Set of tasks »
1 > Please copy the attention marketing post word for word, beginning at the words "This model is" and stopping after "earning of attention.".
2 > In the attention marketing post, how did Anthony Mayfield describe the internet?

Unwrapped
Preferential Looking

Attention Marketing

Attention_market

I saw this sticker advertising stickers and it made me chuckle. In some ways it's brilliant tactical media planning, right at the point of need, use, consumption.

But the invasion of non-commercial spaces, borrowing attention from toasters, is fraught with its own problems. You know how sometimes things just feel wrong?

Maybe that's creative / cultural blinking instinct kicking in. Maybe the stickers just need to be less lame.

When I was young, before the Cadbury Gorilla, people used to declaim the use of borrowed interest.

The thinking was that using 20 seconds to tell an unrelated joke, and 10 seconds to sell, was not a great idea.

And whilst this seems sensible, or did until the Gorilla, it didn't really sit well with me, since all interruption marketing is borrowing attention from the content it is interrupting.

Apart from posters, which increasingly I think of differently to other media. [There's a different kind of contract being struck with viewers, whether or not you think they have the right to exist at all.]

Which is why, as we know, things are so different now. We can't really buy attention anymore - people have got too good at not paying us any. We have to earn it.

Previously, the implicit value exchange - free content in exchange for watching ads - enabled the balanced value exchange between brands and people.

This model is best encapsulated by Homer Simpson:

Quiet, the commercial is on… if we don’t watch these, it’s like we’re stealing TV!

But that relationship has begun to breakdown in an on demand world, requiring a more explicit earning of attention.

Which is why I really liked the way Anthony Mayfield [at IAB Engage - I've put a bunch of slides up on Flickr] described the internet as an Attention Market.

Data provided »
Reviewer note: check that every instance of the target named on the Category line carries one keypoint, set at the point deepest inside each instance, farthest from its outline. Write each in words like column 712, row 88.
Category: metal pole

Solutions by task »
1 >
This model is best encapsulated by Homer Simpson:

Quiet, the commercial is on… if we don’t watch these, it’s like we’re stealing TV!

But that relationship has begun to breakdown in an on demand world, requiring a more explicit earning of attention.

2 > As an Attention Market.